Required work: Count the lines in the records beneath this task that contain the string "sign", then give the count by itself.
--- Information provided Enclosed Below ---
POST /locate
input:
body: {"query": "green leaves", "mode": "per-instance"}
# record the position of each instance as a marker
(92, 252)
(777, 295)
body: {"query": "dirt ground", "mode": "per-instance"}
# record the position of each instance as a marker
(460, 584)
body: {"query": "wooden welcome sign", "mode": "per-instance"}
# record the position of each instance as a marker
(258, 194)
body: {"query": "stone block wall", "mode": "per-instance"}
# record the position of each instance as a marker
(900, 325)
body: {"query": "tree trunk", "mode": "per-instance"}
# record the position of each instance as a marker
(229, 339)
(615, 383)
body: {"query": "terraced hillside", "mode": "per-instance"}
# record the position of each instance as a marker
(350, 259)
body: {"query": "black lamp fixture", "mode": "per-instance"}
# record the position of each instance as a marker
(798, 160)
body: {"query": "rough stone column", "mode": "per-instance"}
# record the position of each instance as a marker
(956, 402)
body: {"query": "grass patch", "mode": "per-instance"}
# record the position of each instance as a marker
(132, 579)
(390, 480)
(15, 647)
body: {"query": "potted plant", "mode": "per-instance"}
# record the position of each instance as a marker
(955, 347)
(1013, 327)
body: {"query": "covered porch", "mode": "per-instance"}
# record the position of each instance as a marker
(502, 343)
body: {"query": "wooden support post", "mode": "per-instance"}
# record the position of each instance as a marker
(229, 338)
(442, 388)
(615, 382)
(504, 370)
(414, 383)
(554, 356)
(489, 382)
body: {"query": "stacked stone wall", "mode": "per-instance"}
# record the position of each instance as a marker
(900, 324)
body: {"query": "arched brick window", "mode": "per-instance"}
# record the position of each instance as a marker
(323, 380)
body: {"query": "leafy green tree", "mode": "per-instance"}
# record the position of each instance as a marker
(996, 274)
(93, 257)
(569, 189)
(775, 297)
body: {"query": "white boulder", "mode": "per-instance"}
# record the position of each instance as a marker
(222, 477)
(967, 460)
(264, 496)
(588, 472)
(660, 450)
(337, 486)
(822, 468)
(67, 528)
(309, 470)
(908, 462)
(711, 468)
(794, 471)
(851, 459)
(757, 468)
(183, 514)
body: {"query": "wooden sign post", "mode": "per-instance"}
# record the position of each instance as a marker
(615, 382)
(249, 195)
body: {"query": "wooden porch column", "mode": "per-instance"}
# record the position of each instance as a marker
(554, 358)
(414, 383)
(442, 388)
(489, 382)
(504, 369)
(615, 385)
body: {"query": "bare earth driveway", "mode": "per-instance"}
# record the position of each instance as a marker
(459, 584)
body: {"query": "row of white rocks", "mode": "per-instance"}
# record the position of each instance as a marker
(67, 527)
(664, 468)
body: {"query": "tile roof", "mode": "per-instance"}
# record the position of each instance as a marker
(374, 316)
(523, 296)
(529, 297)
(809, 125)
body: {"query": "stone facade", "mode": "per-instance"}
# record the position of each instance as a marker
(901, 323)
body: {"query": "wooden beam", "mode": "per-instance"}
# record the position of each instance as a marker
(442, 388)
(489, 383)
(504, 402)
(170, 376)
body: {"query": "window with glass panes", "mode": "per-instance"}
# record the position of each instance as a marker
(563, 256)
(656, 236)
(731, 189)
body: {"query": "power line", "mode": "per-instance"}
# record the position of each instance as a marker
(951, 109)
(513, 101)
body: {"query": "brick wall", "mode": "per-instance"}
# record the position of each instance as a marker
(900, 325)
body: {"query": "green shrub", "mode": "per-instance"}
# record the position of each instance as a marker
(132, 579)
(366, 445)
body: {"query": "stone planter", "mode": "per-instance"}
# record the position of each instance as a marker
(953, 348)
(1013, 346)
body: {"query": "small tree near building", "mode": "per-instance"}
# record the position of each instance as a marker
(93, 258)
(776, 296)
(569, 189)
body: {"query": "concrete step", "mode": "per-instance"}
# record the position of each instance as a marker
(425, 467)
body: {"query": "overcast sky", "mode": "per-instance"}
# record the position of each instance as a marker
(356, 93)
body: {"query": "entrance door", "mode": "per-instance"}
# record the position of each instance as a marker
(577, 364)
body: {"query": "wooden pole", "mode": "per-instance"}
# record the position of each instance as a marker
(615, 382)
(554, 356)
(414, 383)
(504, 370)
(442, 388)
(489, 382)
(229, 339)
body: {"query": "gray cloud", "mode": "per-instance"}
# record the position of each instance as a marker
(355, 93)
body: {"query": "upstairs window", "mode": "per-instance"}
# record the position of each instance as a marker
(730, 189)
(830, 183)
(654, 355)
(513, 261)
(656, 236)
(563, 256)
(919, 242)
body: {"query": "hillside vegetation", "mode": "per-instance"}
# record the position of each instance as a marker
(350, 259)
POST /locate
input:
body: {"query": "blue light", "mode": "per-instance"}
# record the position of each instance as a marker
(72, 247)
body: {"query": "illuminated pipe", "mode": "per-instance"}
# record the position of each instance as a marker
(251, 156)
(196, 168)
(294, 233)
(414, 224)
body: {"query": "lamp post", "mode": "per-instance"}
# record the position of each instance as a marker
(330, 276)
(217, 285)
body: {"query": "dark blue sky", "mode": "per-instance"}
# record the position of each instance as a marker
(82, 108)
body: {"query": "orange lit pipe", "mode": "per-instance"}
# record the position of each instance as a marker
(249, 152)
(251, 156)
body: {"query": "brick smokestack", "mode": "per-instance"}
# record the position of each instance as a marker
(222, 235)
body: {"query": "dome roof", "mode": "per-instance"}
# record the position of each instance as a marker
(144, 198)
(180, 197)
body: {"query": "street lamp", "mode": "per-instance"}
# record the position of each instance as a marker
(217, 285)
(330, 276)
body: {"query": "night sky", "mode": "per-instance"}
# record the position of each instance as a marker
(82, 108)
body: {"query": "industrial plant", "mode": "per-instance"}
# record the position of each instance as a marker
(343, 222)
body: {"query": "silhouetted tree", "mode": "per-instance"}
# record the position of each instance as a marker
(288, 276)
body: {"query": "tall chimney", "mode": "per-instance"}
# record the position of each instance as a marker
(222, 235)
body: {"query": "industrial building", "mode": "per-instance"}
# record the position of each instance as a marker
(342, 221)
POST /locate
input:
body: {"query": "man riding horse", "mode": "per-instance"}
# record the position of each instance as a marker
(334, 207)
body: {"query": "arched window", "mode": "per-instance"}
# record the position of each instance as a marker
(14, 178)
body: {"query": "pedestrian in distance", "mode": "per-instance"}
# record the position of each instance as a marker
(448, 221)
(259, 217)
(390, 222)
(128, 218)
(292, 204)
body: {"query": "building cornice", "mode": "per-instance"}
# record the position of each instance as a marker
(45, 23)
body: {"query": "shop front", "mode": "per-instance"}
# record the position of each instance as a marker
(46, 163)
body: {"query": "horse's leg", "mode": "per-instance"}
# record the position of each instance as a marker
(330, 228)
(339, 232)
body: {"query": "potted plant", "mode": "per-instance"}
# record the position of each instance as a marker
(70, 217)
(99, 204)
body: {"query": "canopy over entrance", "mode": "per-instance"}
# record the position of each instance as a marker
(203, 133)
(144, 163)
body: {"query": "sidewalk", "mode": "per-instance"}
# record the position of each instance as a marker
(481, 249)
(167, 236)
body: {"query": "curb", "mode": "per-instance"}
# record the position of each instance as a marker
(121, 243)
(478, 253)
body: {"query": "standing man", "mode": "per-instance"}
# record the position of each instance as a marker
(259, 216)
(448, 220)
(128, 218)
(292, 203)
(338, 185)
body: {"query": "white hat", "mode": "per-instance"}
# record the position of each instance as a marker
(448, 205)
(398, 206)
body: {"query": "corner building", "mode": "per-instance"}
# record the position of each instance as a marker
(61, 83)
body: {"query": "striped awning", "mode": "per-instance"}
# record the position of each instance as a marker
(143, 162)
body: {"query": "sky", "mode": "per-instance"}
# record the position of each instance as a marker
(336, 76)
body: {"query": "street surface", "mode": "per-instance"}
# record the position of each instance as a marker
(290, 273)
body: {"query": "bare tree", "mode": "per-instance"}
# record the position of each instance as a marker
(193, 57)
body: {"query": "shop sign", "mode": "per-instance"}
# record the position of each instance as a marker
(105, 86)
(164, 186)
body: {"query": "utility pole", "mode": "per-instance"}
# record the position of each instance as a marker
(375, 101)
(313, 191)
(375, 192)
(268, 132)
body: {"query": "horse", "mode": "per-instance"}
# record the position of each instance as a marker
--- End of Enclosed Information provided ---
--- Information provided Enclosed Below ---
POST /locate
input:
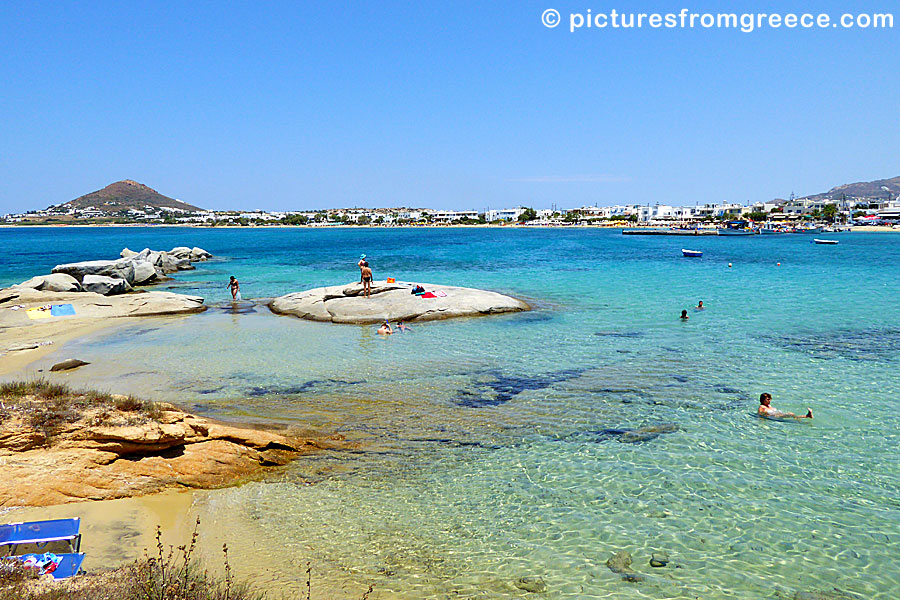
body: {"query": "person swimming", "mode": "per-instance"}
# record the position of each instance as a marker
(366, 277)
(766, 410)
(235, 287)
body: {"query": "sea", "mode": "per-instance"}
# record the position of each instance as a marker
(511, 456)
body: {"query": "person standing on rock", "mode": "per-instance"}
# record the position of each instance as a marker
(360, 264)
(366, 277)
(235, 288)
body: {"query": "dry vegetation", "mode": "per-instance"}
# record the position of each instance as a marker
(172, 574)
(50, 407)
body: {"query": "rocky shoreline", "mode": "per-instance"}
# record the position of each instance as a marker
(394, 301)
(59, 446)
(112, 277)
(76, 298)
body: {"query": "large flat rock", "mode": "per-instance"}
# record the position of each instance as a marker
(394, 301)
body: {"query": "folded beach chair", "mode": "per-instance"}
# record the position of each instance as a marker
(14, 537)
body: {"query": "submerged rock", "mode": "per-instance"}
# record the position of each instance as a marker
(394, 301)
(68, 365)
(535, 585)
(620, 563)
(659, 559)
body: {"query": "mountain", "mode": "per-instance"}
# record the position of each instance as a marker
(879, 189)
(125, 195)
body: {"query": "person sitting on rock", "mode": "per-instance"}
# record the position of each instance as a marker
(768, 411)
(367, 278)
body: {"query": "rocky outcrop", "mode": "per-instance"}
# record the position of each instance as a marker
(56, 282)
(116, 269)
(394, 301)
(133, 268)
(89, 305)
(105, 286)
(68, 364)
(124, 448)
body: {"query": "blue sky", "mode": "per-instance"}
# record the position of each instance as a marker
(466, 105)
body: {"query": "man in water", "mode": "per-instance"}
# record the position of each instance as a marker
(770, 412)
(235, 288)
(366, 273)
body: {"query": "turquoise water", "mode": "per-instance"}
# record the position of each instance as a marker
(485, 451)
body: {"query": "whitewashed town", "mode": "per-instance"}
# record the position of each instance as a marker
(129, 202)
--- End of Enclosed Information provided ---
Solution to this exercise: 3